Activity:
Could you copy exactly the line that contains "Target: grass" and every line after it to the end of the records, and nothing more?

Extracted data below:

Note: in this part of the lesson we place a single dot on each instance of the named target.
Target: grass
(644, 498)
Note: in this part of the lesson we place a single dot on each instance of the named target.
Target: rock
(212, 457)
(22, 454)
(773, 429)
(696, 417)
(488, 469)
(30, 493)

End of Extracted data.

Result:
Target: grass
(644, 498)
Note: in this part of the lesson we place a single dot on each instance of the named target.
Target: rock
(212, 457)
(22, 454)
(773, 429)
(696, 417)
(488, 469)
(30, 493)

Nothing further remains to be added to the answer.